Aufgabenstellung: Wiederhole wortgetreu den Teil des Textauszugs zwischen „## Brummbör (14.“ und „J_0_T (14. November 2009)“, beide Stellen eingeschlossen.

Aber so wie du rumschreist gehörst du wohl zu denen die sagen... es werden leute entlassen das spiel oder unternehmen stirbt.


Oder kannst du mir einen punkt sagen der sagt das war sterben wird? Es steht nur drin... und das betrifft EA... es wird nun ein wenig langsamer dafür aber sauberer gearbeitet. Es steht nix drin das unter den gestrichenen Lizensen oder projekten WAR bei ist. Gut es wird dauern bis dann ein add-on kommt aber dafür können die untergangspropheten und whiner nicht mehr meckern... den nun kann man sich zeit lassen.


----------



## Brummbör (14. November 2009)

Und wo kannst du was von einem addon lesen das offiziel bestätigt wurde? irgendeine veröffentlichungsliste kommender projekte wäre nett, nicht nur das übliche marketing blabla marke wir denken drüber nach. ansonsten ist das nur reines wunschdenken und eher unwahrscheinlich. viele aus der kreativ abteilung wurden gegangen und die restliche rumpfmanschafft muss sich um war, daoc und ultima online kümmern. soviele leute für ein addon bleiben da nicht übrig.


----------



## J_0_T (14. November 2009)

Brummbör schrieb:


> Und wo kannst du was von einem addon lesen das offiziel bestätigt wurde? irgendeine veröffentlichungsliste kommender projekte wäre nett, nicht nur das übliche marketing blabla marke wir denken drüber nach. ansonsten ist das nur reines wunschdenken und eher unwahrscheinlich. viele aus der kreativ abteilung wurden gegangen und die restliche rumpfmanschafft muss sich um war, daoc und ultima online kümmern. soviele leute für ein addon bleiben da nicht übrig.



meinste meinen post?

Habe nie behauptet ob ein add-on kommt nur das die sich ja nun zeit lassen können 


			Dieser Inhalt steht nur eingeloggten Mitgliedern zur Verfügung.

Quellenauszug:
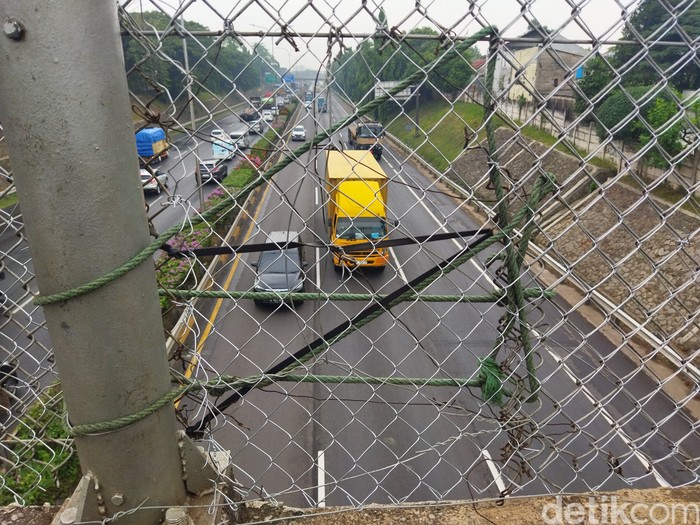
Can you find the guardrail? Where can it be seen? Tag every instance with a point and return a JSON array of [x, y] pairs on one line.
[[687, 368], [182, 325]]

Endergebnis:
## Brummbör (14. November 2009)

Und wo kannst du was von einem addon lesen das offiziel bestätigt wurde? irgendeine veröffentlichungsliste kommender projekte wäre nett, nicht nur das übliche marketing blabla marke wir denken drüber nach. ansonsten ist das nur reines wunschdenken und eher unwahrscheinlich. viele aus der kreativ abteilung wurden gegangen und die restliche rumpfmanschafft muss sich um war, daoc und ultima online kümmern. soviele leute für ein addon bleiben da nicht übrig.


----------



## J_0_T (14. November 2009)